■ What you will do
Your task is to repeat, word for word, the line containing "the blue and" and all lines that follow it to the end of the material, and no other lines.

■ Raw data
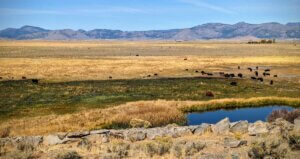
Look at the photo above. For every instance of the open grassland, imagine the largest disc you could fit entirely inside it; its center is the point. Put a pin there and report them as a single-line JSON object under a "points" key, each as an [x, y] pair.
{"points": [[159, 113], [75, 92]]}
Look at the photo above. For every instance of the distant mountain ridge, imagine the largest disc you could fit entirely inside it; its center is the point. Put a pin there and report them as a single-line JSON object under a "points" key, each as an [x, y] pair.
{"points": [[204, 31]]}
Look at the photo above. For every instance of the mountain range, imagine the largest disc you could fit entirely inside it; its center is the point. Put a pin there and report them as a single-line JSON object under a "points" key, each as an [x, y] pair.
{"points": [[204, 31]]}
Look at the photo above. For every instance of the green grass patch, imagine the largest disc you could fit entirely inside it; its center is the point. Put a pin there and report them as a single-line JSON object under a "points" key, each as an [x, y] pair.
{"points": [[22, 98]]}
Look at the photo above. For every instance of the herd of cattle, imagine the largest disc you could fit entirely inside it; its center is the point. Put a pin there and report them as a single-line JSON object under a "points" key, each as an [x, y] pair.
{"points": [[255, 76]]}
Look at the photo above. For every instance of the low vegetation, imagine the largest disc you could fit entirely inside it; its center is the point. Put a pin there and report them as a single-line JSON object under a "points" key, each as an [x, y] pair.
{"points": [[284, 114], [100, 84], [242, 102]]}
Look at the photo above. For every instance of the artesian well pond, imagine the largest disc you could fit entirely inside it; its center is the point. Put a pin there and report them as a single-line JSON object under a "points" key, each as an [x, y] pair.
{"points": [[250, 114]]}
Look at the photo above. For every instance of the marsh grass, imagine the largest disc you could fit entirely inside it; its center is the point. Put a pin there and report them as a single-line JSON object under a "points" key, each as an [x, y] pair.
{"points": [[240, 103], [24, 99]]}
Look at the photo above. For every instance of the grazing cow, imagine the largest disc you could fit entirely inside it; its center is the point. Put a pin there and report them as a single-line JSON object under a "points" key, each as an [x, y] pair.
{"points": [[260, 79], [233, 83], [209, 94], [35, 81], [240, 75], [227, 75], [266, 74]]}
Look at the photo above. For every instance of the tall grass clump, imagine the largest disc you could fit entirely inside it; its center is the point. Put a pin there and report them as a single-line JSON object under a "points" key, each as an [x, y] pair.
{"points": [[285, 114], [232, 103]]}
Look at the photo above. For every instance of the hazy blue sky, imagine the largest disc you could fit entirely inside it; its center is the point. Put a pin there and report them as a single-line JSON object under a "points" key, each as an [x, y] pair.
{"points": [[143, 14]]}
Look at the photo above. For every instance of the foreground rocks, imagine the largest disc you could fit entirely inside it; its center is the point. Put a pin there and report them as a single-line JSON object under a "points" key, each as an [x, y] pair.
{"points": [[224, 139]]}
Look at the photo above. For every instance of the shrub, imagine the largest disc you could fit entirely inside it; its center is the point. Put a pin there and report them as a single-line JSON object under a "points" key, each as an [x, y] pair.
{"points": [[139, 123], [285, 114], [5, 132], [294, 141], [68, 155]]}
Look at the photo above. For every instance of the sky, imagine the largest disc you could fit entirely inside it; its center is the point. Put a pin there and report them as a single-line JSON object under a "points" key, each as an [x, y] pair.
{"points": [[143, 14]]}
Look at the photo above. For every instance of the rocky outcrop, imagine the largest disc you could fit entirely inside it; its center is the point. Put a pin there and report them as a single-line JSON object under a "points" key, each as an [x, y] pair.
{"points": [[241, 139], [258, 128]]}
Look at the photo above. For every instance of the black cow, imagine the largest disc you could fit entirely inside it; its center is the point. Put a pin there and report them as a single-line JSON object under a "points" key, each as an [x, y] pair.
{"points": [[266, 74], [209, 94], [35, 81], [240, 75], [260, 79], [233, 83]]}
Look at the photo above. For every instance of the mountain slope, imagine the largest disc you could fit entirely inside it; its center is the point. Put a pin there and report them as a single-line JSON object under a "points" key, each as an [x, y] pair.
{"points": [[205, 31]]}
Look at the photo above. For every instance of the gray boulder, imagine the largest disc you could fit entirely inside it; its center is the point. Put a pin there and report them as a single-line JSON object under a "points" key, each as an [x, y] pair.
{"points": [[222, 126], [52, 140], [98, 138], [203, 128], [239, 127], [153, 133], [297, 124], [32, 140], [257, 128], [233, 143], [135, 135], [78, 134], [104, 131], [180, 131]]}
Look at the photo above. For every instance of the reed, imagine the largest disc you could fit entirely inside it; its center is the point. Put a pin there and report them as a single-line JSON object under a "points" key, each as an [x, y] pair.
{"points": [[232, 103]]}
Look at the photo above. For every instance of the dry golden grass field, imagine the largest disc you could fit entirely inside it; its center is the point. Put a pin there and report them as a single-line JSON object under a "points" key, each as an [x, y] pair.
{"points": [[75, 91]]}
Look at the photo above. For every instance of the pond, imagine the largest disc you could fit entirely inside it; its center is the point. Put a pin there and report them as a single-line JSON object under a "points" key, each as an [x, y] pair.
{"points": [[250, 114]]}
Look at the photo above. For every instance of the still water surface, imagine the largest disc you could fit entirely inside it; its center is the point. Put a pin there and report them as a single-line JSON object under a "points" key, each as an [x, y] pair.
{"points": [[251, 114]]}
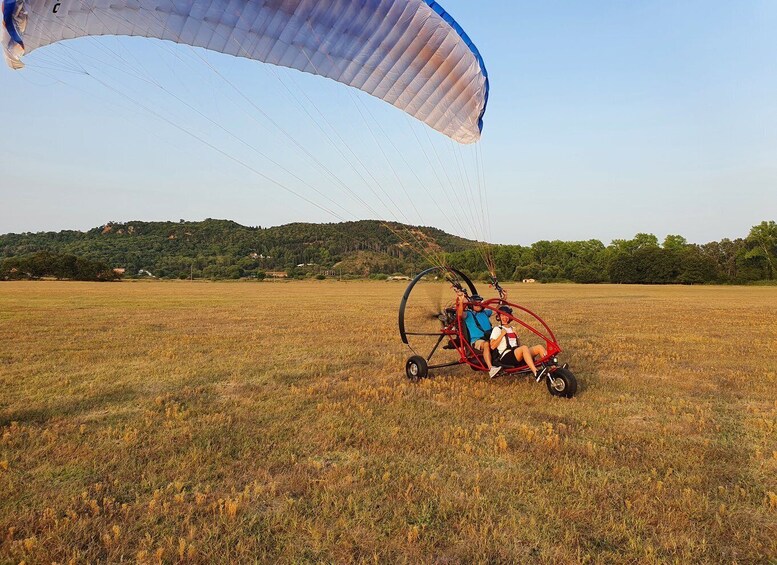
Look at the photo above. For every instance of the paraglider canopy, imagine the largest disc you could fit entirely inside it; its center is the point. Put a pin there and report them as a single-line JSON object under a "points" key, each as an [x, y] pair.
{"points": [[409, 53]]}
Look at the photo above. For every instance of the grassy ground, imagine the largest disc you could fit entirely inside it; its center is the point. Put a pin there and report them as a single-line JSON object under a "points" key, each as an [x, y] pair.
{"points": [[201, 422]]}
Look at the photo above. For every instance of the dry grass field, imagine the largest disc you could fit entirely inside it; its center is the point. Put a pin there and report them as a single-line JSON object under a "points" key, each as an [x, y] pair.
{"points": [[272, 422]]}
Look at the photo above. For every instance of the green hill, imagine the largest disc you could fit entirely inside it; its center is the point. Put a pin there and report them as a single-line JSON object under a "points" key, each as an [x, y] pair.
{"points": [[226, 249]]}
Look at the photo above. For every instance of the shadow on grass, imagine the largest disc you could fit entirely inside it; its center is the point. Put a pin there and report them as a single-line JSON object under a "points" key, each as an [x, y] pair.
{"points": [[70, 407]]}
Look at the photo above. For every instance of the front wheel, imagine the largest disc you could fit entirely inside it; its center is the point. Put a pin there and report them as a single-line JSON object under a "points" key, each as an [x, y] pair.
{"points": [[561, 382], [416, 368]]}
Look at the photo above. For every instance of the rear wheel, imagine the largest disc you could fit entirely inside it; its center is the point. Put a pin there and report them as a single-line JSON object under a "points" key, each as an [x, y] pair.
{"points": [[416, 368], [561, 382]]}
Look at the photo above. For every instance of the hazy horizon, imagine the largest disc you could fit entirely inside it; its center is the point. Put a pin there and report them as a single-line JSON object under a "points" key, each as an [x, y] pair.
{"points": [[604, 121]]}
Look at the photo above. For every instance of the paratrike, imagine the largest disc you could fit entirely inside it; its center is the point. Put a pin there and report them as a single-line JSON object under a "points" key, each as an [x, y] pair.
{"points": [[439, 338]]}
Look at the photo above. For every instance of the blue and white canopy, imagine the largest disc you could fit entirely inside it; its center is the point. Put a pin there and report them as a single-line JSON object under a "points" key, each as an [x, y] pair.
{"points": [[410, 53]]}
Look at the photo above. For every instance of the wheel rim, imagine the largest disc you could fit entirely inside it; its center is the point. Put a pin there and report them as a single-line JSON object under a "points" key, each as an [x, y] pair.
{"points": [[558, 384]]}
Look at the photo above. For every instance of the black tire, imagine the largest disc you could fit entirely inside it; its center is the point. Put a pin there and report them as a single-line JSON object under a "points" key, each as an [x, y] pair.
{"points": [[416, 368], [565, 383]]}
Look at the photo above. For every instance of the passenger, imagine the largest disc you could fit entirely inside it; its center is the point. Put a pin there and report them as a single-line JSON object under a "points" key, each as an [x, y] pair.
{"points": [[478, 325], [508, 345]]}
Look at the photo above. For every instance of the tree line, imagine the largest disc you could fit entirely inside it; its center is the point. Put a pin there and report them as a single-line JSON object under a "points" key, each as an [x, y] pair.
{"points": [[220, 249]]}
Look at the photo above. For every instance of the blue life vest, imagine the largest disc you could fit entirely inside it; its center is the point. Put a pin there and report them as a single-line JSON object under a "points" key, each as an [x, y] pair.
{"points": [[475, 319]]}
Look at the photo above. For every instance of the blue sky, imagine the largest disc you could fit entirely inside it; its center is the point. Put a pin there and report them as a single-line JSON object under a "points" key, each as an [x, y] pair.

■ Reply to the exercise
Look at the photo above. For every instance of the blue and white canopy, imagine the largest disc you could fit entirely inside it; its center is the point. Put a pin there and report them as a single-line JSON object under a "points" key, each as an [x, y] pair.
{"points": [[410, 53]]}
Look at the photo above. For every instance of the wheel rim, imagine the largest disc you could fit entirely inside it; its center is the point. Put a pin there and report them as a single-line JSON object under a "points" key, each as an [x, y] pair.
{"points": [[558, 384]]}
Look at the photo above. For every instance of the black tire, imagine the largest disc you could fit entirely inside it; its center is the point. Put a pin there and report them as a single-line JSON object under a "points" key, each as an [x, y] pair.
{"points": [[416, 368], [565, 383]]}
Look at the photo above. For every instance of the passenger, imagine the largest disc you could fit entirely inside it; its center is the point. Put a pin there and report them as a single-line JSON object under a "points" key, each as an [x, y] pair.
{"points": [[478, 325], [508, 345]]}
Look at the photo above. For every instance of the tree line, imagine the largest disc you could fit entirely inside it; its center is the point. Put a pin there and report them as a single-line JSON object under a "points" key, each as an [x, y] pair.
{"points": [[220, 249]]}
Look at the photo above. For every instance of the blue life vest, imagine the largest disc you could fit entirely inside it; its center is the point. Put a pin there and report them as a single-line JSON object under a "points" key, each as an [x, y] pair.
{"points": [[475, 319]]}
Look at the photo above. For every instance of the blue sky, imagine the largest disc you could fit entirely inside it; its center is the point. Put a pin there and report them as a single-line JSON object under a "points" key, each as an [x, y] pair.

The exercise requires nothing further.